Problem requirements: Copy every one of the records below word for word, line by line.

Dataset content:

★ ★ ★ ★

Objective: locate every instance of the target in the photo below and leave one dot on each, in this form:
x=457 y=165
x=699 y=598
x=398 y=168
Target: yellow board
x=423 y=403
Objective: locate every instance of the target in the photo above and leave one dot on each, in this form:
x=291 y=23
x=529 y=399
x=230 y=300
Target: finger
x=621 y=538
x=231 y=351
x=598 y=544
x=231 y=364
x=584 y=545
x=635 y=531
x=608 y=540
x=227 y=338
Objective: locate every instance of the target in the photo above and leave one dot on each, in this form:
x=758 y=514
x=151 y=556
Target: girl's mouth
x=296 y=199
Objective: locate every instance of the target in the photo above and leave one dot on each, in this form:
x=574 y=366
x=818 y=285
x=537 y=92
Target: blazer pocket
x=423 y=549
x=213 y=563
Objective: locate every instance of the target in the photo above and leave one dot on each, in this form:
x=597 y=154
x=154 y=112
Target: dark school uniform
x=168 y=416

★ ★ ★ ★

Output of the exercise:
Objective: locate every instance of the target in the photo below and leave one dot on each, in this form:
x=457 y=165
x=699 y=598
x=398 y=168
Target: yellow board
x=423 y=403
Objective: locate every instance of the target in the photo above and leave one dot on each, in this form:
x=291 y=23
x=529 y=399
x=230 y=300
Target: finger
x=621 y=538
x=231 y=351
x=598 y=544
x=231 y=364
x=584 y=545
x=635 y=531
x=608 y=540
x=227 y=338
Objective: locate every instance of the target in the photo above and leave one dot on each, in this form:
x=758 y=514
x=151 y=556
Target: girl's mouth
x=296 y=199
Objective: locate every instance of the target in the photo above and leave one dot on each, in this form:
x=574 y=366
x=818 y=285
x=537 y=92
Target: blazer pocket
x=423 y=549
x=213 y=563
Objective: locate every instance of the target in the photo above and leave one dot on each, in this form:
x=597 y=154
x=154 y=112
Target: dark school uniform
x=168 y=416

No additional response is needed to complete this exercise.